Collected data
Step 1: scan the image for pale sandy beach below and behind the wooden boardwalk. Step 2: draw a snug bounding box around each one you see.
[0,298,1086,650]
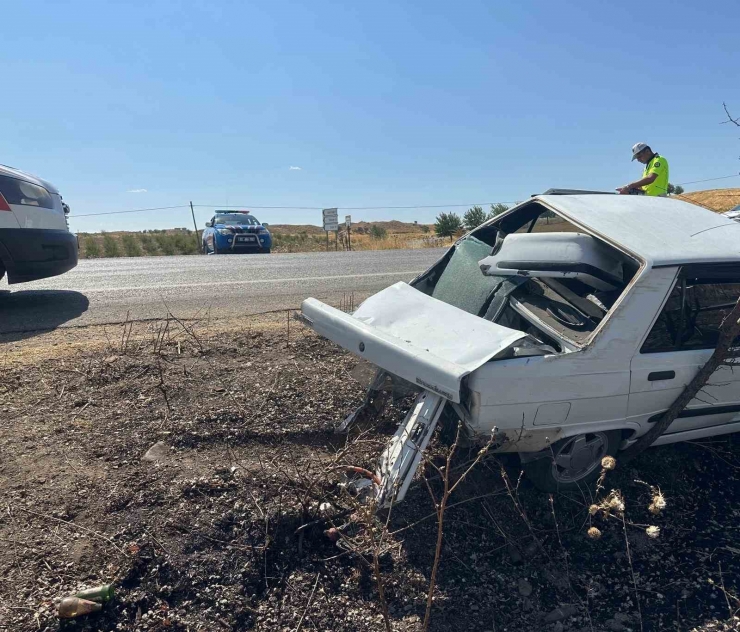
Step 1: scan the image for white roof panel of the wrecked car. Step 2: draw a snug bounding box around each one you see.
[533,195,740,266]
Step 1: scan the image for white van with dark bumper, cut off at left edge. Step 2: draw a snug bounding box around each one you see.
[0,165,77,283]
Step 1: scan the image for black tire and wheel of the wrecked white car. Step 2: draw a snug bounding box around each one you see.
[523,430,622,492]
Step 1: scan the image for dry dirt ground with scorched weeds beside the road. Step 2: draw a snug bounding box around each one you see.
[0,316,740,632]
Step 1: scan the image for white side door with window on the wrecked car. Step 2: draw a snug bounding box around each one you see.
[628,265,740,434]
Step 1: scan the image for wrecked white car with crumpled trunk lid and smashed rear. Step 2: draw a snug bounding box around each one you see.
[301,195,740,506]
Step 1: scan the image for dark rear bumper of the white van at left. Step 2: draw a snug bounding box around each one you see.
[0,228,77,283]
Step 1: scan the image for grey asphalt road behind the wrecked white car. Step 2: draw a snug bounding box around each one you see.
[0,249,444,334]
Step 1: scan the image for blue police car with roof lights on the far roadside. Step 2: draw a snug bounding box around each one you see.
[202,211,272,255]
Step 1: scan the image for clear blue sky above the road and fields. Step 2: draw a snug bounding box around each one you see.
[0,0,740,231]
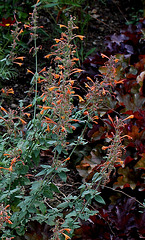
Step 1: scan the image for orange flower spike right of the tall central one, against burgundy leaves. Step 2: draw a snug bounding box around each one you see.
[85,54,123,121]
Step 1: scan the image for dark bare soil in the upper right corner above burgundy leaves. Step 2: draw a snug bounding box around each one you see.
[86,0,143,53]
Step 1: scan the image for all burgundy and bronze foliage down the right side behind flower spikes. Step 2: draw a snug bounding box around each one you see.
[75,19,145,240]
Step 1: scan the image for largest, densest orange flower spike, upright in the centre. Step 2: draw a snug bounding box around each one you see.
[40,17,82,146]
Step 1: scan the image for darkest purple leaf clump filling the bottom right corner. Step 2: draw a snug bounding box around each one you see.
[72,197,145,240]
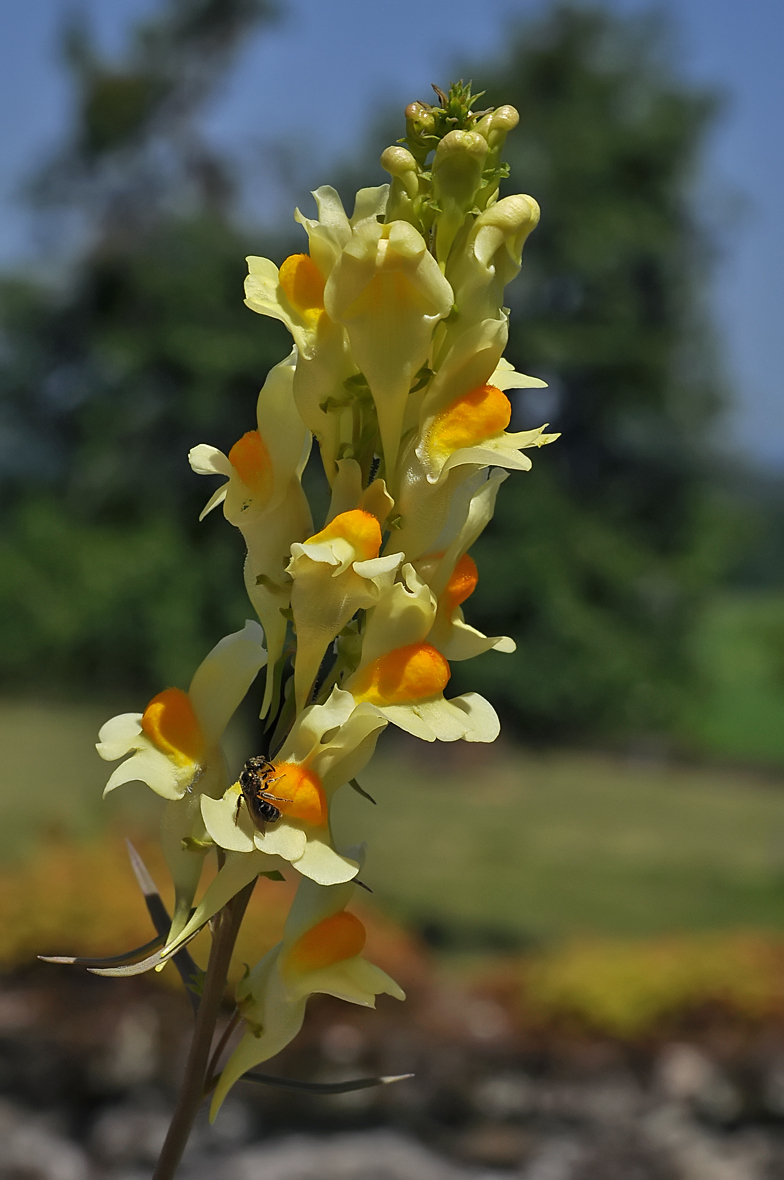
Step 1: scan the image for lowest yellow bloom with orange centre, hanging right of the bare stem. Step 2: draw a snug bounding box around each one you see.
[210,879,405,1120]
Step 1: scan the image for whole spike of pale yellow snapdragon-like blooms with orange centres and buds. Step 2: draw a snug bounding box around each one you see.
[98,85,556,1110]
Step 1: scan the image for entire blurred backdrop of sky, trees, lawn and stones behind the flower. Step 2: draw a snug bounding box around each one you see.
[0,0,784,1180]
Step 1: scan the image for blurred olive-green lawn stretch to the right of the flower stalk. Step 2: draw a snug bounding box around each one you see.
[335,749,784,949]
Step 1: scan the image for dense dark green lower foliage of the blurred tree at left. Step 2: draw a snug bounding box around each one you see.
[0,211,287,688]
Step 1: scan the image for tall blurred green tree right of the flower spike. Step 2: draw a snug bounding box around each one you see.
[441,5,734,740]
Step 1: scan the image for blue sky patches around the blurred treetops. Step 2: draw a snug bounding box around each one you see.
[0,0,784,471]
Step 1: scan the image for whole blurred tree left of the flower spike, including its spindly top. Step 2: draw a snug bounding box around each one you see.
[0,0,288,689]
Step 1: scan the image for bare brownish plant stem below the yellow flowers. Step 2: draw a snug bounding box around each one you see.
[152,880,256,1180]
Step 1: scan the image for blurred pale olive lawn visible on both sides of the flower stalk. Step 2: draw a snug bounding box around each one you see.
[0,703,784,950]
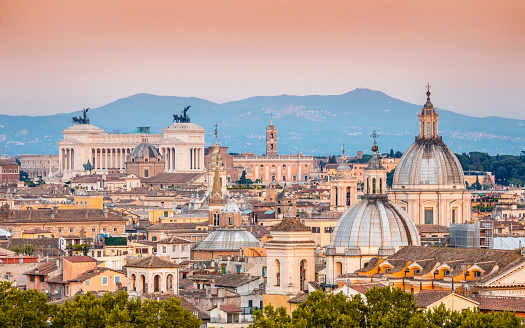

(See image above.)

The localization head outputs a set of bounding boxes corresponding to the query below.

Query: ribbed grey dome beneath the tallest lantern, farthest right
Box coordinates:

**EXERCISE DETAILS:**
Only the line that contains "The localization head" and the lines after it, through the end of the data above, are to be repeated exactly.

**RESULT FOR THIS TASK:**
The localization head outputs a set of bounding boxes corresponding to the query below.

Query: ribbed grey dome beneath the tallest lantern, farthest right
Box coordinates:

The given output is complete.